>>

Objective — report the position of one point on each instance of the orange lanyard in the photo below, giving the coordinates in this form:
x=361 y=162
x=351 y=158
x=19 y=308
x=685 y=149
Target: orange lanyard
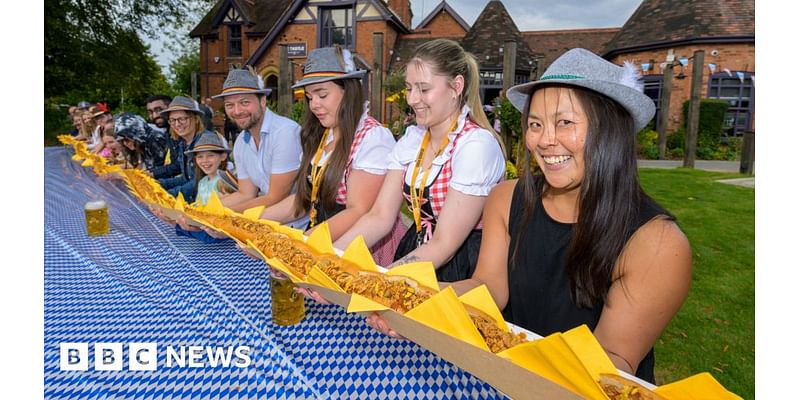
x=417 y=191
x=316 y=176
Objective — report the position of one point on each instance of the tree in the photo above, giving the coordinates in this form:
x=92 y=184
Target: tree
x=181 y=70
x=93 y=50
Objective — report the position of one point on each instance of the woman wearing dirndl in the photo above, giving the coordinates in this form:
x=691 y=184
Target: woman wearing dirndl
x=345 y=151
x=443 y=167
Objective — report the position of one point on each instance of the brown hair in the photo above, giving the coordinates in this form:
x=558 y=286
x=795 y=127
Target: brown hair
x=348 y=115
x=199 y=125
x=448 y=58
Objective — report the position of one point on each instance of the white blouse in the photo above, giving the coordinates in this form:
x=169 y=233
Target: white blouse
x=372 y=154
x=478 y=162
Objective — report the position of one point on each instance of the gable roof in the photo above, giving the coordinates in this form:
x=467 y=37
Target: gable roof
x=551 y=44
x=258 y=15
x=488 y=34
x=283 y=18
x=663 y=23
x=443 y=6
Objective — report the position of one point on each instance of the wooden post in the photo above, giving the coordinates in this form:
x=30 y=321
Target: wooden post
x=694 y=110
x=748 y=153
x=663 y=114
x=509 y=74
x=284 y=82
x=376 y=104
x=194 y=85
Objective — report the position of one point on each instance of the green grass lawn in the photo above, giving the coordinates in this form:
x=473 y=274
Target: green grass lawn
x=715 y=330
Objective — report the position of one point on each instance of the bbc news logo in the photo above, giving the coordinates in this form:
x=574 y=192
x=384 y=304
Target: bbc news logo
x=145 y=356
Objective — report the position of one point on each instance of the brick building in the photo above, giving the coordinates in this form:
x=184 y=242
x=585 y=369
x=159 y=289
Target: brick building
x=663 y=29
x=249 y=32
x=235 y=33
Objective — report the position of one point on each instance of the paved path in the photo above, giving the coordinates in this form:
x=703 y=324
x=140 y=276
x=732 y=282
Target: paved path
x=716 y=166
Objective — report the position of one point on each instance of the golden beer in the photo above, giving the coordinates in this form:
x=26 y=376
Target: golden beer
x=96 y=218
x=288 y=307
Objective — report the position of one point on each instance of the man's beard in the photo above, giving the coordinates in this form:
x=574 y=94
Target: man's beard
x=250 y=123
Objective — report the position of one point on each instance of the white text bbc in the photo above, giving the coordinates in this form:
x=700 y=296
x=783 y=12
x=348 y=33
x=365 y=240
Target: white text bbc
x=144 y=356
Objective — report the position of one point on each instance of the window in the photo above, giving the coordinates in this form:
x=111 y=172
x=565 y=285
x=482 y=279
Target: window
x=653 y=85
x=234 y=40
x=740 y=95
x=336 y=27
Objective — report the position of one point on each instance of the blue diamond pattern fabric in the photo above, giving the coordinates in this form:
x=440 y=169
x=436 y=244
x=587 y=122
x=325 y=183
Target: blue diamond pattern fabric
x=143 y=283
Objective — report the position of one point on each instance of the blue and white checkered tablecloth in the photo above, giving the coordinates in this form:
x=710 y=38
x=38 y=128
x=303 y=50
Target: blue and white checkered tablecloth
x=143 y=283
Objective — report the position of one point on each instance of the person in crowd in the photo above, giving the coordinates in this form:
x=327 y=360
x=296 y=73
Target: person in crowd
x=345 y=150
x=443 y=167
x=267 y=152
x=186 y=123
x=87 y=126
x=210 y=154
x=77 y=124
x=155 y=104
x=578 y=241
x=100 y=117
x=142 y=146
x=112 y=150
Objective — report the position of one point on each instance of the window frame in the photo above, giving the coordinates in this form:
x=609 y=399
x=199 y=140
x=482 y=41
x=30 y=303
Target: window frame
x=350 y=24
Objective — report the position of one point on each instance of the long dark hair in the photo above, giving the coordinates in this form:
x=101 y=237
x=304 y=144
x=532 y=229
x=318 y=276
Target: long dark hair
x=348 y=115
x=609 y=200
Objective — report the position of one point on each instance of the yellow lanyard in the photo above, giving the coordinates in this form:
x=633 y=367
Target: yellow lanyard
x=416 y=193
x=316 y=176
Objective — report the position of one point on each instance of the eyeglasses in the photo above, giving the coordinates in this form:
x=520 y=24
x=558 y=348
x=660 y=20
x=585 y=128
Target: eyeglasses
x=182 y=120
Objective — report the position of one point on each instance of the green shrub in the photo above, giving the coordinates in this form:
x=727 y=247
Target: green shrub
x=647 y=141
x=511 y=170
x=709 y=127
x=676 y=153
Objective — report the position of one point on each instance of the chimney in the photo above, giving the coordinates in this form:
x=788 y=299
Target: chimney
x=403 y=9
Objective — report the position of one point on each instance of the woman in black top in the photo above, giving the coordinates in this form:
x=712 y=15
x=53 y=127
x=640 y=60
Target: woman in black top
x=578 y=241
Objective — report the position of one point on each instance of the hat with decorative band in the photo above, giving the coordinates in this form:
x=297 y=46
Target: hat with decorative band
x=582 y=68
x=208 y=141
x=242 y=81
x=328 y=64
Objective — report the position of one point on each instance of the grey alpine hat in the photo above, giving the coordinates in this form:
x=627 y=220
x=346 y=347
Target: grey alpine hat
x=581 y=67
x=182 y=103
x=242 y=81
x=208 y=141
x=324 y=64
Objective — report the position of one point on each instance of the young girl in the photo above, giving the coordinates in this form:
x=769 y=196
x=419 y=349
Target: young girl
x=210 y=155
x=345 y=151
x=211 y=173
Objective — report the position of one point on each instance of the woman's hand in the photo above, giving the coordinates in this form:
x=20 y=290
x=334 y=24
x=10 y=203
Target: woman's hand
x=157 y=212
x=213 y=233
x=312 y=294
x=185 y=225
x=382 y=326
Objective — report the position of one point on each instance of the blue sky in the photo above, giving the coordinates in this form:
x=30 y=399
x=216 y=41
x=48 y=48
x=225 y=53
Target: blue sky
x=527 y=14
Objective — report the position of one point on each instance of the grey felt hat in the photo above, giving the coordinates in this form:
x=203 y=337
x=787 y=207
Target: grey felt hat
x=208 y=141
x=323 y=65
x=242 y=81
x=581 y=67
x=182 y=103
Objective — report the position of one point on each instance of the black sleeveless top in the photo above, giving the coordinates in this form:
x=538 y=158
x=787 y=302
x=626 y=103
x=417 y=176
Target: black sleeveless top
x=538 y=286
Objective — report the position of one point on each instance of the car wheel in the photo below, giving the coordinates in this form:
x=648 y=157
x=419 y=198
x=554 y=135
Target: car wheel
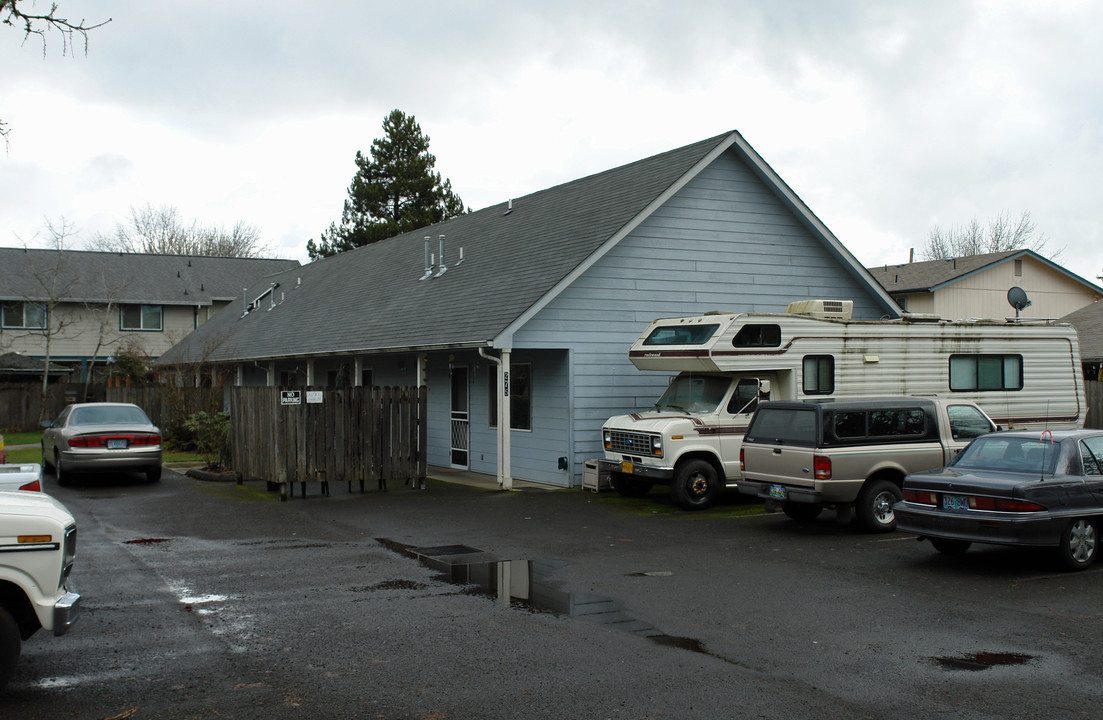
x=802 y=512
x=695 y=485
x=875 y=505
x=1079 y=540
x=630 y=486
x=59 y=472
x=946 y=546
x=9 y=645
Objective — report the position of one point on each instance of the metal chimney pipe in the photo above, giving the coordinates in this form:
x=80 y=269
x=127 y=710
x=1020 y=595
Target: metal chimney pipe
x=428 y=259
x=443 y=268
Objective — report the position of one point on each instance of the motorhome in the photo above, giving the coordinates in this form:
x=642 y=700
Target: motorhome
x=1024 y=374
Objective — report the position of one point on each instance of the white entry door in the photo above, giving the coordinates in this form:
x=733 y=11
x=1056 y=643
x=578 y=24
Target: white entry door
x=460 y=416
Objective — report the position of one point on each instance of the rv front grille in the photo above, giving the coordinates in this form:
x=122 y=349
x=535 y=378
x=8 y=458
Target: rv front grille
x=632 y=443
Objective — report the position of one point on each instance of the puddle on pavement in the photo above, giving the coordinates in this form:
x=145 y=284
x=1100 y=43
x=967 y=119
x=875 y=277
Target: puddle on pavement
x=525 y=584
x=982 y=661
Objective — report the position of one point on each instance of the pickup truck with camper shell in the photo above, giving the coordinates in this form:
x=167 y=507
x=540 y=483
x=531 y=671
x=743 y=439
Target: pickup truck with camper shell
x=852 y=454
x=1024 y=374
x=38 y=546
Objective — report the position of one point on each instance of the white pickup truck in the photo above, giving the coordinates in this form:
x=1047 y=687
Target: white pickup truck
x=38 y=546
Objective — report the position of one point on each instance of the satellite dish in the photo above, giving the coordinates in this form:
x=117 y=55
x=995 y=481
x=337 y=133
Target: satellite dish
x=1017 y=298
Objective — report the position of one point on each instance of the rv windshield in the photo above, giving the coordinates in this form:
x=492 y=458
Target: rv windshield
x=694 y=394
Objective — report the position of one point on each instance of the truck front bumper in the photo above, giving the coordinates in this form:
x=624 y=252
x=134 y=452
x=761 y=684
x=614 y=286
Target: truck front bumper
x=66 y=610
x=653 y=473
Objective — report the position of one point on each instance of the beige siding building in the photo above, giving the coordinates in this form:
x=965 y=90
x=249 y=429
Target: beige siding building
x=90 y=304
x=977 y=286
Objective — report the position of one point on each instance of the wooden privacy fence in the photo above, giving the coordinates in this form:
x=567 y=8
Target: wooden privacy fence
x=168 y=406
x=329 y=434
x=20 y=403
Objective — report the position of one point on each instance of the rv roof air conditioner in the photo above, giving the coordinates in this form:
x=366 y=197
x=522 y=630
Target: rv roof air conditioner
x=822 y=309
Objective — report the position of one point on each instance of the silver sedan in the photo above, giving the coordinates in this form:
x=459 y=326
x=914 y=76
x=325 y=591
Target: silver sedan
x=102 y=437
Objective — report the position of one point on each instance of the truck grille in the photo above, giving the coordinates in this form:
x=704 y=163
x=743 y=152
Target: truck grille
x=632 y=443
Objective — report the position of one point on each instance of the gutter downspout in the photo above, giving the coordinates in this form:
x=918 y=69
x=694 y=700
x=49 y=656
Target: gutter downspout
x=504 y=477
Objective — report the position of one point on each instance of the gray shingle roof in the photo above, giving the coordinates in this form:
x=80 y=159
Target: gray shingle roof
x=82 y=276
x=1089 y=324
x=373 y=299
x=929 y=275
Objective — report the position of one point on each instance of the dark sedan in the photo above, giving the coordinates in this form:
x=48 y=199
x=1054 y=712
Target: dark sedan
x=1023 y=489
x=102 y=437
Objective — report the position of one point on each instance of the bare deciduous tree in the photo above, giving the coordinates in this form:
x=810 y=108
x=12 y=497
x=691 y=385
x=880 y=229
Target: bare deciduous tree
x=52 y=288
x=160 y=230
x=13 y=14
x=1002 y=233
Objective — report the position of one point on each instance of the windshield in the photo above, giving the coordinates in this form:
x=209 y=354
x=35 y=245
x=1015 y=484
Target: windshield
x=694 y=394
x=1009 y=454
x=118 y=415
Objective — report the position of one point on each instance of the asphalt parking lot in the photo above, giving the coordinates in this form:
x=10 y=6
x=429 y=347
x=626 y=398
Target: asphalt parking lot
x=213 y=600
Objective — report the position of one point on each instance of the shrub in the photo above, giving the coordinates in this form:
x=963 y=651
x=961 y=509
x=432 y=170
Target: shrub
x=211 y=431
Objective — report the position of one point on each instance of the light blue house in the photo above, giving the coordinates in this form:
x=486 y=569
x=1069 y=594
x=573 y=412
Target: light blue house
x=556 y=285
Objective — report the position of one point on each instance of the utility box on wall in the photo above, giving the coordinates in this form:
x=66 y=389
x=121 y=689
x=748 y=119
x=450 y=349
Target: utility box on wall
x=593 y=479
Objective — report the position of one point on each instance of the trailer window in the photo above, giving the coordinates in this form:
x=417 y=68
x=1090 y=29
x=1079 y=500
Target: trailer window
x=758 y=336
x=985 y=373
x=818 y=375
x=681 y=334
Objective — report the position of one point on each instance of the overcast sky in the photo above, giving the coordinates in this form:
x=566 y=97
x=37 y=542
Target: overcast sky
x=887 y=118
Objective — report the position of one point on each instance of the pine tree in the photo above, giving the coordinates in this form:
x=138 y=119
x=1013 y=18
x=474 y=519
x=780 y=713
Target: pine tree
x=394 y=191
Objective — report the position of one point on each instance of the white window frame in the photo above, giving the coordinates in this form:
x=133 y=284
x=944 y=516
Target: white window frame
x=141 y=319
x=22 y=311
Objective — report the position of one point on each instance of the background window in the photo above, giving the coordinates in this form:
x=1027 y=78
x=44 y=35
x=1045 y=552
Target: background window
x=141 y=316
x=521 y=397
x=23 y=314
x=818 y=375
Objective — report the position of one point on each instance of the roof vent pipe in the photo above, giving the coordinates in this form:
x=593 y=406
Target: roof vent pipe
x=428 y=259
x=443 y=268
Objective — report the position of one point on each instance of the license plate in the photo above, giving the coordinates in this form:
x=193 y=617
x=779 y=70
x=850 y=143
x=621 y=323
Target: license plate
x=955 y=502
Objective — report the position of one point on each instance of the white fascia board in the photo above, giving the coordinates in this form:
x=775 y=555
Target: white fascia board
x=504 y=340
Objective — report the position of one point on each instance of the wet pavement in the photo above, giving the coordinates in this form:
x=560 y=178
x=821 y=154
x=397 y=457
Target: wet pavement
x=206 y=600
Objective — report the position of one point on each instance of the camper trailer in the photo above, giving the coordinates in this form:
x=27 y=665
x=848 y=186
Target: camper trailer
x=1024 y=374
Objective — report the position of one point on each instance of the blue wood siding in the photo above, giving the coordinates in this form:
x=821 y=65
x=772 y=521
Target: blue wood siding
x=724 y=242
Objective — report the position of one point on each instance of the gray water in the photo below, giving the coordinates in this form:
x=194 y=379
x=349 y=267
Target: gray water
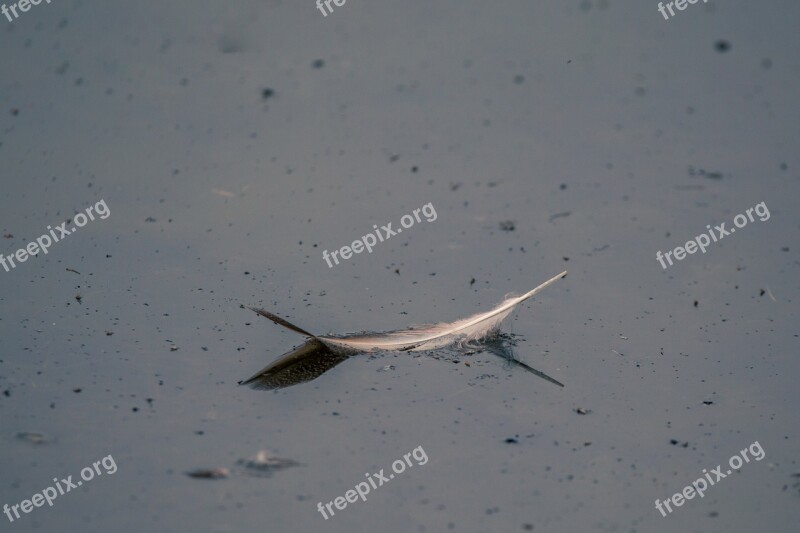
x=234 y=143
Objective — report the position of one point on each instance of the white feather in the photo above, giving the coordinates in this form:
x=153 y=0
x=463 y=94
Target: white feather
x=437 y=335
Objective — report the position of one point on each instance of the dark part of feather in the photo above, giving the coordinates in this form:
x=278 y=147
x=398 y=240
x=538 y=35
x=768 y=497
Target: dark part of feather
x=304 y=363
x=281 y=322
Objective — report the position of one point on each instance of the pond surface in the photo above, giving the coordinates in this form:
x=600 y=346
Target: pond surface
x=234 y=144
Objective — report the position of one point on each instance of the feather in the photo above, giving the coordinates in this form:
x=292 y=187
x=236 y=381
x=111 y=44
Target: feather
x=320 y=353
x=429 y=337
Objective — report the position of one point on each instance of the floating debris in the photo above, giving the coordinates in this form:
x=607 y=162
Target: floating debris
x=209 y=473
x=223 y=192
x=322 y=352
x=265 y=464
x=32 y=437
x=507 y=225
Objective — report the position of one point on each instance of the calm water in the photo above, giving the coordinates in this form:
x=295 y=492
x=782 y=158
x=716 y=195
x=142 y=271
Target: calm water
x=234 y=144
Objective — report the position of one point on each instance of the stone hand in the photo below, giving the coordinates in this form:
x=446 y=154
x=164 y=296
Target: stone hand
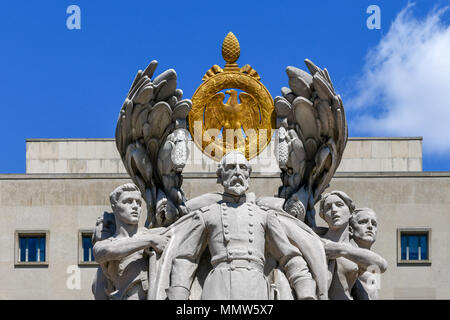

<<

#### Exercise description:
Rewrite the listing from the line that contains "of the stone" through the end of the listing, replacing "stone hand" with "marble hand" and keeping everything else the same. Leave the pictures out of your answer.

#### Answer for this exercise:
Objective — report the position of one point on each instance of the marble hand in the photo below, giving the coordinates in this form:
x=446 y=154
x=164 y=296
Target: marble hand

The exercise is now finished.